### Work to be completed
Leave out the images; return the rest of the data exactly.

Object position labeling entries
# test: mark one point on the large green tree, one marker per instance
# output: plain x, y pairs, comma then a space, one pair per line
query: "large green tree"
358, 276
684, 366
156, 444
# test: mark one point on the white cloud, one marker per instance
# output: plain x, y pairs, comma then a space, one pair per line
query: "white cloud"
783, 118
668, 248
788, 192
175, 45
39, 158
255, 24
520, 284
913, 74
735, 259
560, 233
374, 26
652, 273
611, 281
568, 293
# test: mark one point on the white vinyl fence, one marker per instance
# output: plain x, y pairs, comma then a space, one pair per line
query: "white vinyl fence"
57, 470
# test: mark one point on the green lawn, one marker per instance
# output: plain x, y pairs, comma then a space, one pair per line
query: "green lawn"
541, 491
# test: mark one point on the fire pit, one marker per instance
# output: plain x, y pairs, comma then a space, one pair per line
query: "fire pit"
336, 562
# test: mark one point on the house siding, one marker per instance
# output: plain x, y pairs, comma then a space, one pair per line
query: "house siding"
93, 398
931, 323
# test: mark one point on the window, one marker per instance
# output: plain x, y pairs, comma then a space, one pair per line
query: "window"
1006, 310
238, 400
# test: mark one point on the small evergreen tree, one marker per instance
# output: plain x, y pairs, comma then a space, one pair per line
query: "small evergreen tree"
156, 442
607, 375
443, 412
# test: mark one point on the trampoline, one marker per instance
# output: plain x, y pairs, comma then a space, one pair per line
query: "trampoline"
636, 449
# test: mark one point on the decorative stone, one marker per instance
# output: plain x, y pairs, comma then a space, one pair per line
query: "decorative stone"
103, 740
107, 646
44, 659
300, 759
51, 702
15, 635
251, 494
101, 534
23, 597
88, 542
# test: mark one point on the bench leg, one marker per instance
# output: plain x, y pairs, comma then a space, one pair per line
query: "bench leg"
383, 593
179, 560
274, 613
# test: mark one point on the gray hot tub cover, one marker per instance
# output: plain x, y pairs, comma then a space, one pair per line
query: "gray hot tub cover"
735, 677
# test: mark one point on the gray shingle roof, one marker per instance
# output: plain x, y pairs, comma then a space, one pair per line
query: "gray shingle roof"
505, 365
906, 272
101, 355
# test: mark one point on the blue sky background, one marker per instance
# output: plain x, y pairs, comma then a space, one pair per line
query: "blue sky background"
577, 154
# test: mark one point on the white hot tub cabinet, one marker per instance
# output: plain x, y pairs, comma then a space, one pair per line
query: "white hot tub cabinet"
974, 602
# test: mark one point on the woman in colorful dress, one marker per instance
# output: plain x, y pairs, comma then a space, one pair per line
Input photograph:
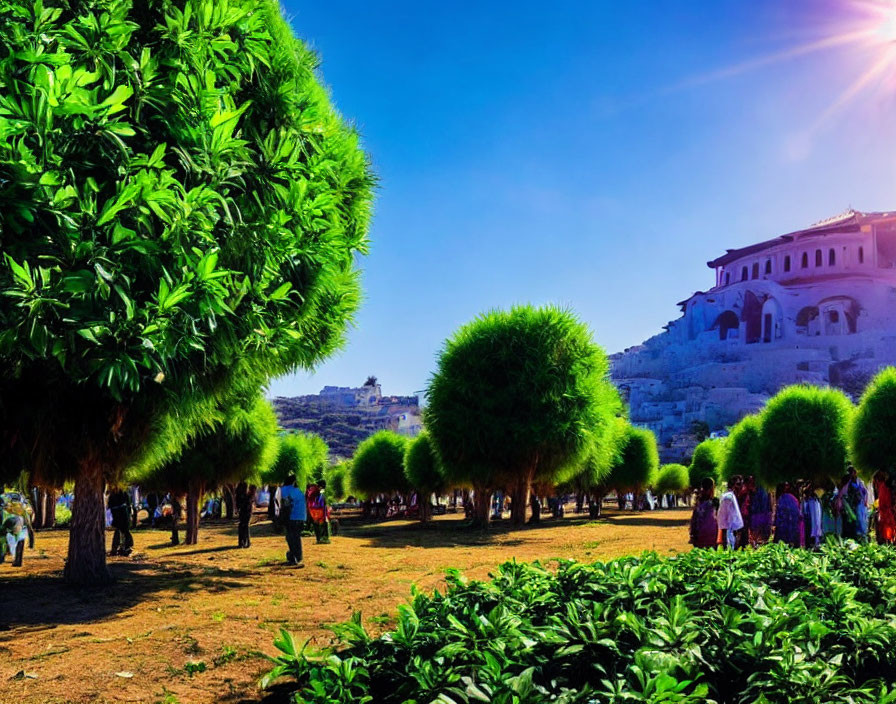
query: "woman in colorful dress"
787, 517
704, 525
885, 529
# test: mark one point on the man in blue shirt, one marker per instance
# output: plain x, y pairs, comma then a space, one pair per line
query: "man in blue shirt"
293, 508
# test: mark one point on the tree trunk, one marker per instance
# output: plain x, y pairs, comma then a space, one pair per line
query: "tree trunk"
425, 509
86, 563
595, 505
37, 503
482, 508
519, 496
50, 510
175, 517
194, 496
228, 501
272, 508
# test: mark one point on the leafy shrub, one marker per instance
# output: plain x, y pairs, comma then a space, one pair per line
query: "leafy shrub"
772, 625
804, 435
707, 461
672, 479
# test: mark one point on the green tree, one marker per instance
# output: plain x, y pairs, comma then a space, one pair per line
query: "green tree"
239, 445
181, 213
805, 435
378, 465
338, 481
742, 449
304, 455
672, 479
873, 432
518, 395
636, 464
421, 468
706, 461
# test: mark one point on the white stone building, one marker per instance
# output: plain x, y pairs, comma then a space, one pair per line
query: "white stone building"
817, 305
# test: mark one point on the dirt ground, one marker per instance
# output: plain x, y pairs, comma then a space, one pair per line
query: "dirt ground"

### Output below
# test: mark one point on the large green tree, one marker per instance
# output: plain x, y pairs, comma then a space, one pair per line
query: "large green tree"
358, 276
684, 366
156, 444
# test: mark one point on the white cloud, one marker per instance
# output: plain x, y pairs, comma then a space, one pair per line
query: "white cloud"
783, 118
668, 248
788, 192
175, 45
39, 158
255, 24
520, 284
913, 74
735, 259
560, 233
374, 26
652, 273
611, 281
568, 293
# test: mark one point on the white vinyl fence, one marker per instance
# output: plain x, y pairs, comma then a space, one pair per line
query: "white vinyl fence"
57, 470
# test: mark one point on the green lawn, one marker per instance
# output: plain x, y pairs, comma then a space, one pair per line
query: "green lawn"
541, 491
# test: mark one point on the fire pit, one marker per instance
# output: plain x, y pairs, comma then a space, one pair per line
query: "fire pit"
336, 562
# test: mark one point on the house siding, one marker per instance
# output: plain x, y pairs, comma then a space, one pair per line
query: "house siding"
93, 398
931, 323
# test: mark one point on the window, one marker per instance
# output: plain x, y pairs, comma then a space, one pair per line
query: "window"
1006, 310
238, 400
# test: mark one point on the small evergreen tree, one marker per instance
# output: plain x, y pairs, comma then a space, one pair per line
query: "small evergreen tree"
156, 442
607, 375
443, 412
# test: mark one point on the trampoline, one marker per instance
# output: plain x, y pairs, comma then a space, one pair per line
query: "trampoline"
636, 449
# test: mark one point on the decorative stone, one marker per instance
# output: plain x, y pairs, comma then a space, one pair per line
query: "decorative stone"
103, 740
107, 646
44, 659
300, 759
51, 702
15, 635
251, 494
101, 534
23, 597
88, 542
# test: mark one point on the bench leg, one marker per instance
# output: plain x, y pairs, comma then a space, one pair per line
query: "bench leg"
383, 593
179, 560
274, 613
# test: mark one point on the gray hot tub cover, one marker per instance
# output: plain x, y pairs, comma then a space, one pair per line
query: "gray hot tub cover"
735, 677
# test: mark one point on the gray shingle roof, one marker per instance
# output: plain x, y pairs, comma then a space, one pair per line
query: "gray shingle roof"
505, 365
906, 272
101, 355
# test: mark one point on the blue sky background, one marker per instance
# output: plain x, y pairs, comma then a space, one pair per line
query: "blue sky background"
577, 154
# test: mark one point on the white hot tub cabinet, one marker per instance
# output: plain x, y pairs, comma then a space, one pair per line
query: "white hot tub cabinet"
974, 602
# test: mark one point on the woman in colorful dress, one marker per instance
# output: plain x, y pairs, comma then a space, one pair per line
Input photograph:
query: "woman in colorful dress"
787, 517
704, 525
885, 529
# test: mark one point on the man in blue shirt, one marker per instance
# output: plain x, y pairs, comma then a space, one pair per line
query: "man in blue shirt"
293, 508
# test: mark one point on the tree trunk, one marker per instance
# output: plain x, y pairs, comma then a space, one pair per line
query: "tree trunk"
425, 509
86, 563
595, 505
37, 503
482, 508
519, 496
50, 510
175, 517
194, 496
228, 501
272, 508
# test: mark one point on the leafy shrub, one marker per instance
# output: plain x, y pairs, comma then a space, one pair per line
query: "leafy shrub"
772, 625
804, 435
707, 461
672, 479
# test: mark one point on the green tree, one marker per instance
# output: plain x, y pairs, comma then a space, one pair per line
query: "green tree"
239, 445
181, 213
805, 435
378, 465
338, 481
742, 449
304, 455
672, 479
873, 432
518, 395
636, 464
421, 468
706, 461
# test: mark one point on the white stone building, one marker per instance
# output: plain x, y pairs, comma then a space, one pair per line
query: "white stone building"
817, 305
# test: mark one point on the dirt ground, one marker per instance
# output: plain x, y pairs, comma then a space, one pair per line
query: "dirt ground"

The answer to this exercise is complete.